#### Required task:
Locate each line in the material below that contains the word "door" and copy every such line.

#### Working data:
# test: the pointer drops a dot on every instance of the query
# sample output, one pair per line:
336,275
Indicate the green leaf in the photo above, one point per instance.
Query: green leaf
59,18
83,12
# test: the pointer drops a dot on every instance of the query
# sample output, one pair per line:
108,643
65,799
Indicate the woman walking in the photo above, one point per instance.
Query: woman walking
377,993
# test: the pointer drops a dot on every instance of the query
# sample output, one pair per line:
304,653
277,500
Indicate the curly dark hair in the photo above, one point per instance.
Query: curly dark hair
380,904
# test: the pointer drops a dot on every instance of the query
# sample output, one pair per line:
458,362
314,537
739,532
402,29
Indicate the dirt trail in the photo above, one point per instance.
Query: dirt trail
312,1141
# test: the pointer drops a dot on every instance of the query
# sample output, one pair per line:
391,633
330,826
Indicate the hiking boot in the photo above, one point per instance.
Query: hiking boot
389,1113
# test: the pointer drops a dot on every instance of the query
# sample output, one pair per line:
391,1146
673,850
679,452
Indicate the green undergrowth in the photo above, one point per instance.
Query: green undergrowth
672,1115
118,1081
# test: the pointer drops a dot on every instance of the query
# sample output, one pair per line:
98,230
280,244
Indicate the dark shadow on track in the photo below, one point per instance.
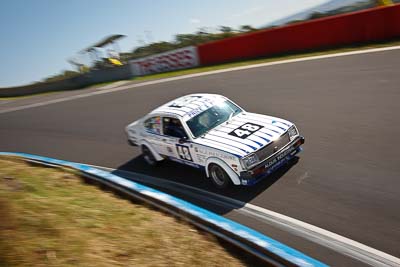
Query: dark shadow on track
179,173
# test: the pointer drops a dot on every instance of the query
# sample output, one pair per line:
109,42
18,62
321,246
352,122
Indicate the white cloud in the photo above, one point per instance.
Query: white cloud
194,21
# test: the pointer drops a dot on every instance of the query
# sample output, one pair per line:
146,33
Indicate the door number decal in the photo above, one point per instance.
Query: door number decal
184,152
246,130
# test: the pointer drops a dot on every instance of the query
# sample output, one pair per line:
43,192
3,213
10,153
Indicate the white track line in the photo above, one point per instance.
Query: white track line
124,87
308,231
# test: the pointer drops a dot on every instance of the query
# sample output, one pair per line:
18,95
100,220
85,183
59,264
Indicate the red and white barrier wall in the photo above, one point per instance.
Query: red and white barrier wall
182,58
368,25
381,23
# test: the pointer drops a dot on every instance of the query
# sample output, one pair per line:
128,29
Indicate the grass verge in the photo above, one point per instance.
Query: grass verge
50,217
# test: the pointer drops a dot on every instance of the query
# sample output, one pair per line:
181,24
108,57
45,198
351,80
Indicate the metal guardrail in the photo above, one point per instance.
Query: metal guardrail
251,241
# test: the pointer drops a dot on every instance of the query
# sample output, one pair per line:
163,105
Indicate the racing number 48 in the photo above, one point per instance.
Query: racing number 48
183,152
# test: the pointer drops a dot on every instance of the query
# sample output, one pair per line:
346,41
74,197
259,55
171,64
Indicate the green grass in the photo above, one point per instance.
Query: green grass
49,217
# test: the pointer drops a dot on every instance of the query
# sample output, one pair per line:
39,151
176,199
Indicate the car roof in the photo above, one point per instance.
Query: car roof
189,106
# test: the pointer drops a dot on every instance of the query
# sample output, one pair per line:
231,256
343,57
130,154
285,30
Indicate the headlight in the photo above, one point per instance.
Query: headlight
292,132
250,160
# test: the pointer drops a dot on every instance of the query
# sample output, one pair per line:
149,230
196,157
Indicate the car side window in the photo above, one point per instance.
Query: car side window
173,127
153,124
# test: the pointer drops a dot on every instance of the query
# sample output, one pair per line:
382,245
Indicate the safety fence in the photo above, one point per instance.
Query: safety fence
376,24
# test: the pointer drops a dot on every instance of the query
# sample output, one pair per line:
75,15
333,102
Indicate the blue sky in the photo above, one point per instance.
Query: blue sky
37,37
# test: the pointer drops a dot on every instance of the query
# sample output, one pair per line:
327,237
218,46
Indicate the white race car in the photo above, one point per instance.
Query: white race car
210,131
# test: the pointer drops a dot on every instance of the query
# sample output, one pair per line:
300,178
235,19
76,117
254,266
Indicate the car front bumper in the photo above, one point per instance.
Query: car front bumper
275,161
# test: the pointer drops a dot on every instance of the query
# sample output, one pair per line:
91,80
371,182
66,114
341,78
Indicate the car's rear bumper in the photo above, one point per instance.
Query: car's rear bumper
132,143
271,164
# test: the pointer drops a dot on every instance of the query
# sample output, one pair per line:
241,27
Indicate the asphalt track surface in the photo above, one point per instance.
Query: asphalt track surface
346,180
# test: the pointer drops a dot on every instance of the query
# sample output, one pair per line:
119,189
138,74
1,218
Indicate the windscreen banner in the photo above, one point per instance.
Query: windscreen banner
182,58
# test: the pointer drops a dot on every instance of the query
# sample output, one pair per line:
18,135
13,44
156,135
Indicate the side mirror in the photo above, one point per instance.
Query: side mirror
182,140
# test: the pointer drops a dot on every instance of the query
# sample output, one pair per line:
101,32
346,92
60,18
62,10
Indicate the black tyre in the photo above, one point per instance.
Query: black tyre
219,176
148,156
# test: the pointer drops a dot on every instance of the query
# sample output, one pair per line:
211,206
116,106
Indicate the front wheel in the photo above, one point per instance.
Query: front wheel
148,156
219,176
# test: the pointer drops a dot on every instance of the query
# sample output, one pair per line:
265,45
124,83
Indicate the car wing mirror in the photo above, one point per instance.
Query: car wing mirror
183,140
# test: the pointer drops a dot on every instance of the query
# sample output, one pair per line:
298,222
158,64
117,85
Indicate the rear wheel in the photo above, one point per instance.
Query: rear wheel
148,156
219,176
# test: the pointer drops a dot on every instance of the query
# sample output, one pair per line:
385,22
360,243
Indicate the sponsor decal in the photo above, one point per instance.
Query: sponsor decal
279,157
246,130
184,152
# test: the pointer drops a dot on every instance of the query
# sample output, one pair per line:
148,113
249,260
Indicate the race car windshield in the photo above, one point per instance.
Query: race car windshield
212,117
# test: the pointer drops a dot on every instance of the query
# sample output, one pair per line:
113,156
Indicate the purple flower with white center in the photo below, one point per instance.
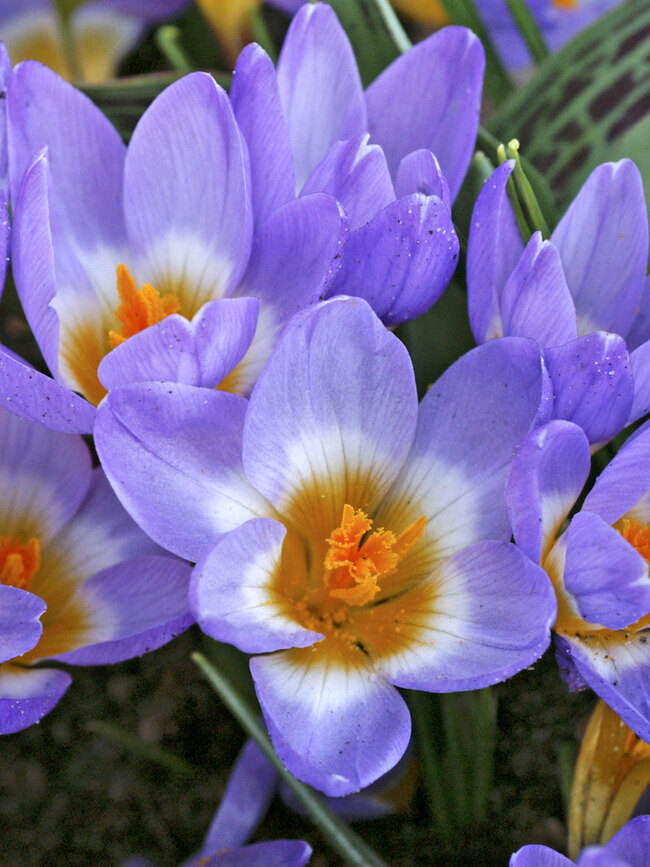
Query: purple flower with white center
630,847
559,21
598,565
394,156
175,209
355,541
577,294
102,32
79,581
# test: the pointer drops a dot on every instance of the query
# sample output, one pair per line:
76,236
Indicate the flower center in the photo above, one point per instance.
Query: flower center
139,308
19,563
638,535
354,564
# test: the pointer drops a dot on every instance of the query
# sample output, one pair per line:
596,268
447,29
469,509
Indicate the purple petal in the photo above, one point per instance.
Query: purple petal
33,259
291,260
603,243
616,665
631,843
420,172
547,475
607,576
86,157
461,636
45,477
20,626
640,361
593,384
36,397
538,856
132,608
245,800
232,597
430,98
639,333
495,246
356,174
200,353
173,454
402,260
624,483
27,694
471,421
321,108
536,301
187,193
335,404
255,99
334,723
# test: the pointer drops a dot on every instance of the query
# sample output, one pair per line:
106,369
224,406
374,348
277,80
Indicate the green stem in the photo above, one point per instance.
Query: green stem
135,745
167,40
442,820
529,29
348,844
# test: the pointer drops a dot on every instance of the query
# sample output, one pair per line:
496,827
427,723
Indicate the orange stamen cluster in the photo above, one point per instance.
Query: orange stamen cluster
139,308
638,535
19,563
354,565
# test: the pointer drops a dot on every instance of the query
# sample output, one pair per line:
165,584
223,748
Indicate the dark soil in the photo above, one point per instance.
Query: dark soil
72,797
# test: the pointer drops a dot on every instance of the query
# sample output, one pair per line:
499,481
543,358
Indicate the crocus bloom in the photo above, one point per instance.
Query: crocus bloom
70,555
629,848
598,566
102,33
108,242
364,541
576,294
559,21
394,156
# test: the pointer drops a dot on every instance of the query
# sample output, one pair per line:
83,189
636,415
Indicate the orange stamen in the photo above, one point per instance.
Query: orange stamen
19,563
638,535
139,309
353,567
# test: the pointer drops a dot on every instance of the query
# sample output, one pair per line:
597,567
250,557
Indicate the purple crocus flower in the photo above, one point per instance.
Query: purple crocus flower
175,209
559,21
394,156
577,294
103,32
630,847
598,566
71,556
355,542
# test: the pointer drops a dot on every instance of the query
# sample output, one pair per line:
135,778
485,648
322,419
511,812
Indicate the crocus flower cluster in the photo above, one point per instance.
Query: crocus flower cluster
116,250
578,294
214,302
598,566
79,581
630,847
354,541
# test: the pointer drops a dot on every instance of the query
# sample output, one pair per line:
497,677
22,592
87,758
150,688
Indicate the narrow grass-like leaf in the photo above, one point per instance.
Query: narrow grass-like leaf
586,104
375,32
349,845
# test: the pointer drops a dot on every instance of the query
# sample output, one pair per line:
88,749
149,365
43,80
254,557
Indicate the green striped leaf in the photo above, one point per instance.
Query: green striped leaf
587,104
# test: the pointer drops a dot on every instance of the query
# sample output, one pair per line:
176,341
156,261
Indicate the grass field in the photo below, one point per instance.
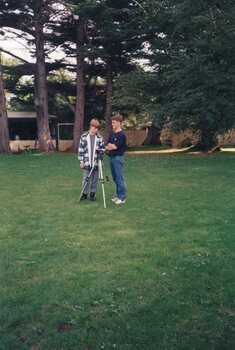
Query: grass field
155,273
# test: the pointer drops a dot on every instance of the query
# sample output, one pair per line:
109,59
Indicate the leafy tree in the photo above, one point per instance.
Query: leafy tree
191,50
4,131
30,17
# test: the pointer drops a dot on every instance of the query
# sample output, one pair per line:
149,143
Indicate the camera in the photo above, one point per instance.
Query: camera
100,152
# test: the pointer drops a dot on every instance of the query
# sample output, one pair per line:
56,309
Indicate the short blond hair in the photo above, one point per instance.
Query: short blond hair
95,122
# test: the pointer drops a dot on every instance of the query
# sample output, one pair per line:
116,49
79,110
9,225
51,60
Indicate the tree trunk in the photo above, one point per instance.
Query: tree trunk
4,130
108,110
80,98
41,101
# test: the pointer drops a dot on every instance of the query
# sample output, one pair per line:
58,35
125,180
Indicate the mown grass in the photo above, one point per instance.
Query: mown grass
155,273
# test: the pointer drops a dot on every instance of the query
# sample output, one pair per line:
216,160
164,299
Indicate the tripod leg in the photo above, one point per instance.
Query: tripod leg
102,181
86,182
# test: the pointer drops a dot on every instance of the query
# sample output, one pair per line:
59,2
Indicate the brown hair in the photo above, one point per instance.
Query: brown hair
94,122
117,117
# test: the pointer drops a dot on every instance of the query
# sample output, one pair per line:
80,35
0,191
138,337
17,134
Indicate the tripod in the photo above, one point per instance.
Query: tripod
100,164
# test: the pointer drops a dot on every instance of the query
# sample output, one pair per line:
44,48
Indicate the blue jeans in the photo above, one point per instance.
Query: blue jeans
116,166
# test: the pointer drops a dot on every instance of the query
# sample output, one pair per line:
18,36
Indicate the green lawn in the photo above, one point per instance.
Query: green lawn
155,273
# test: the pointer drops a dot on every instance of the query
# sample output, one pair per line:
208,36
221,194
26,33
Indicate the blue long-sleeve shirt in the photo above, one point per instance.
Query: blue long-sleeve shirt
119,140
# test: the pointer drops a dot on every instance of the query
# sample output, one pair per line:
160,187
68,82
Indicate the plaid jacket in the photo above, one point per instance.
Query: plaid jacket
84,150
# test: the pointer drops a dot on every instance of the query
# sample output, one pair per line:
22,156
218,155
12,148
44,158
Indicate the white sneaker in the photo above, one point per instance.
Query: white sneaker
119,201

#### Exercise result:
Indicate the door number decal in the photo above, one point per instance.
Query: door number decal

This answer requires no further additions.